== ACTIVITY ==
Each line in the records that mentions the word "clicks" needs to be listed.

Records contained in a dataset:
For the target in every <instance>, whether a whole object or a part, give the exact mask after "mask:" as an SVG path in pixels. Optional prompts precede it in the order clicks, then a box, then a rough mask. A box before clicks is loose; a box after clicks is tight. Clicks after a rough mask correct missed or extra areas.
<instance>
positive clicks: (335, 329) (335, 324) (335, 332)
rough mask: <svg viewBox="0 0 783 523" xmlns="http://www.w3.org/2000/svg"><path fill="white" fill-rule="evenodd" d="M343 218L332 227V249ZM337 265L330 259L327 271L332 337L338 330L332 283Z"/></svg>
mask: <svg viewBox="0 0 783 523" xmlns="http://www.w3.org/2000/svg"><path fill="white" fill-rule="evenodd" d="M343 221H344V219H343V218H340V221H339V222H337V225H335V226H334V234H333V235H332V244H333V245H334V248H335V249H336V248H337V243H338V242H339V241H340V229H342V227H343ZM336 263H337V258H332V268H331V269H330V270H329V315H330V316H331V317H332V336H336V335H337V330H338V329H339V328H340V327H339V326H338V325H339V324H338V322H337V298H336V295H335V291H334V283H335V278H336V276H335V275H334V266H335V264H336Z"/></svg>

== REPLY ==
For the target in every <instance>, whether a whole object or a part, give the exact mask after "mask:" as an SVG path in pixels. Optional prompts precede it in the order clicks, then a box, then a rough mask. A box before clicks is loose; a box after clicks is tight. Clicks after a rough mask correct missed or extra areas.
positive clicks: (335, 329) (335, 324) (335, 332)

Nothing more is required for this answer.